### TEXTE DU DOCUMENT

════════

Les scènes de liesse entre les Norvégiens Lucas Braathen et Atle Li McGrath ont fait sourire après le slalom d'Adelboden. Les amis d'enfance ont partagé les joies des deux premières places dans l'Oberland bernois.
Mais il y a 40 ans, deux jeunes amis suisses se sont également battus lors d'un duel épique sur la Streif de Kitzbühel. Au début des années 1980, Bruno Kernen et Gustav Oehrli étaient pareils aux Norvégiens: des skieurs fougueux. Bruno Kernen avait grandi à Schönried (BE), à environ quinze minutes en voiture de la ferme des Oehrli à Lauenen, près de Gstaad. «Gusti et moi étions encore adolescents lorsque nous nous sommes promis une amitié pour la vie. Et nous nous y sommes tenus jusqu'à aujourd'hui», souligne Bruno Kernen, aujourd'hui âgé de 61 ans.

════════

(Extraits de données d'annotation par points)

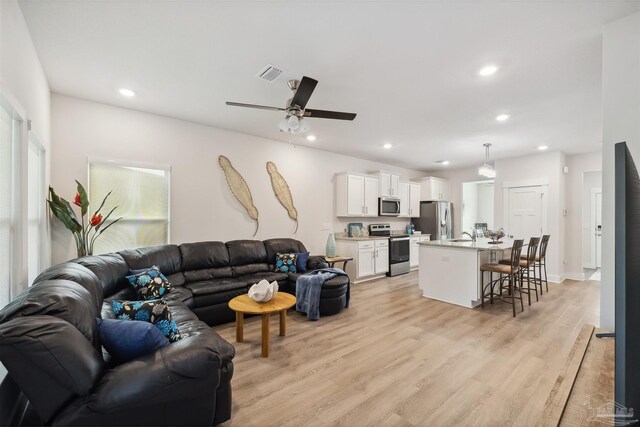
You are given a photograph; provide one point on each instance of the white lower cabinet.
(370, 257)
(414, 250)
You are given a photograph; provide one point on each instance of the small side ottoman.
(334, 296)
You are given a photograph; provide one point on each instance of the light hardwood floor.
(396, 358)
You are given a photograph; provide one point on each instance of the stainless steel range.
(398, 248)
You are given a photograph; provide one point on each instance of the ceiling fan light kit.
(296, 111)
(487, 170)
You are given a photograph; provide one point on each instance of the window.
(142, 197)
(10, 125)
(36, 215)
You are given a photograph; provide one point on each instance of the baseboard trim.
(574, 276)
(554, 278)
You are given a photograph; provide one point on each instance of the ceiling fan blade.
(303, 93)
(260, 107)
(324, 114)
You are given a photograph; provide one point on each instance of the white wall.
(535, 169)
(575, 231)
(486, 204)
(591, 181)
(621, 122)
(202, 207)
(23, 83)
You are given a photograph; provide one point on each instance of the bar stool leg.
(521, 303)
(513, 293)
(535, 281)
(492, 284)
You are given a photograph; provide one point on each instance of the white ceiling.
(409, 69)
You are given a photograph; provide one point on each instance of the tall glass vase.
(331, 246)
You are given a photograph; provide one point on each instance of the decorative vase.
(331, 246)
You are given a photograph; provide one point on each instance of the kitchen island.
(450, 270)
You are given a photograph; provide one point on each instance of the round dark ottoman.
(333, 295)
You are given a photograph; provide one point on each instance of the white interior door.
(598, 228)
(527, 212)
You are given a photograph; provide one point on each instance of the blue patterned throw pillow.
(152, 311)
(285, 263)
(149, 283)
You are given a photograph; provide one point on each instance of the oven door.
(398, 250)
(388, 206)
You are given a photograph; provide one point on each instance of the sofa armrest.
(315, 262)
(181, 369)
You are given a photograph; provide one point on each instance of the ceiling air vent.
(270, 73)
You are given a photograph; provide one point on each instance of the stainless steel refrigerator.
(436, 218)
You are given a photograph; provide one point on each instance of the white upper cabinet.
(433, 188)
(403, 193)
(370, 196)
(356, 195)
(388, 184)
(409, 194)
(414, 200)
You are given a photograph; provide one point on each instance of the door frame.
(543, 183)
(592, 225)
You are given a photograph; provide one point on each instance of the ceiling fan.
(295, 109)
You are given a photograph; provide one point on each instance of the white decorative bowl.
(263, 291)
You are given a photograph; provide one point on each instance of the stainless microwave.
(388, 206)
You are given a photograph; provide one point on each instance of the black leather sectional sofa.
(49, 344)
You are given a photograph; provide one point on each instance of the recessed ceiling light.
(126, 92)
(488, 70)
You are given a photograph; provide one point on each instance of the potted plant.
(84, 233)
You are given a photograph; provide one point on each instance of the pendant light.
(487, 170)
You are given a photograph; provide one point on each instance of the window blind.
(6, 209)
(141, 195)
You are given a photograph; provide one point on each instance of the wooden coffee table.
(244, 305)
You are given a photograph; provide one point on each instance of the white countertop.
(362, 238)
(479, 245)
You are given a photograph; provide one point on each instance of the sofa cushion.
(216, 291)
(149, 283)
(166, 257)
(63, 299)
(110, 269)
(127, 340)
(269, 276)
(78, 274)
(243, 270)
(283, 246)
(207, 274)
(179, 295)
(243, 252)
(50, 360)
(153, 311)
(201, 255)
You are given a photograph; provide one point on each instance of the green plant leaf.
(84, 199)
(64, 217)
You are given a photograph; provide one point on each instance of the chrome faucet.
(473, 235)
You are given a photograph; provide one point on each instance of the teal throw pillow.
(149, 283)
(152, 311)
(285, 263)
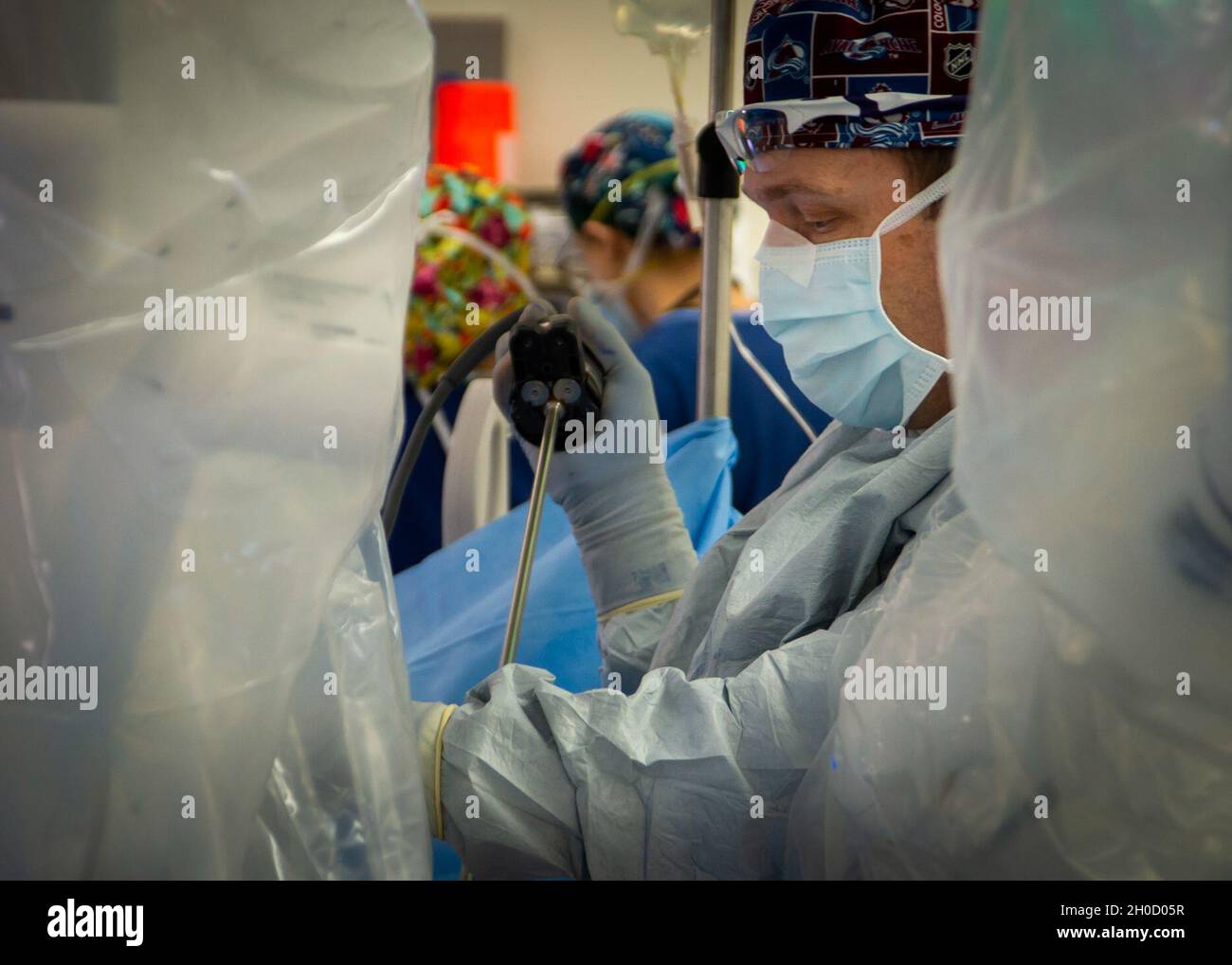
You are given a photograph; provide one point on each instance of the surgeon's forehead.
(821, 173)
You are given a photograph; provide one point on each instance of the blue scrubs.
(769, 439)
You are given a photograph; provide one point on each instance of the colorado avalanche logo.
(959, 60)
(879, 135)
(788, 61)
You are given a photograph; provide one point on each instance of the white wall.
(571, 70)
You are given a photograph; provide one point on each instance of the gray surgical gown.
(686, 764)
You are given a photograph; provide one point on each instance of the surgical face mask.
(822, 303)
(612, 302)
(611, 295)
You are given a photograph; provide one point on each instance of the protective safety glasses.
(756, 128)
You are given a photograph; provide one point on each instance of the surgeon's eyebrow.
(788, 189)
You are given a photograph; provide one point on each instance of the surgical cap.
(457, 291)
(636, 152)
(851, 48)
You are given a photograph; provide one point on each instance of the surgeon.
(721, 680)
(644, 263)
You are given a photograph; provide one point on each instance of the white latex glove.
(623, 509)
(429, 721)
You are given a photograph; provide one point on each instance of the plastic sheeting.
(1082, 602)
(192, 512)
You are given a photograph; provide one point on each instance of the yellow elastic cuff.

════════

### VOTRE CONSIGNE
Pouvez-vous reproduire fidèlement le passage de l'article sur les skieurs amis, en commençant aux mots « Mais il y a » et en vous arrêtant après « âgé de 61 ans. » ? Les entrées ne jouent ici aucun rôle.

### RÉPONSE RÉDIGÉE
Mais il y a 40 ans, deux jeunes amis suisses se sont également battus lors d'un duel épique sur la Streif de Kitzbühel. Au début des années 1980, Bruno Kernen et Gustav Oehrli étaient pareils aux Norvégiens: des skieurs fougueux. Bruno Kernen avait grandi à Schönried (BE), à environ quinze minutes en voiture de la ferme des Oehrli à Lauenen, près de Gstaad. «Gusti et moi étions encore adolescents lorsque nous nous sommes promis une amitié pour la vie. Et nous nous y sommes tenus jusqu'à aujourd'hui», souligne Bruno Kernen, aujourd'hui âgé de 61 ans.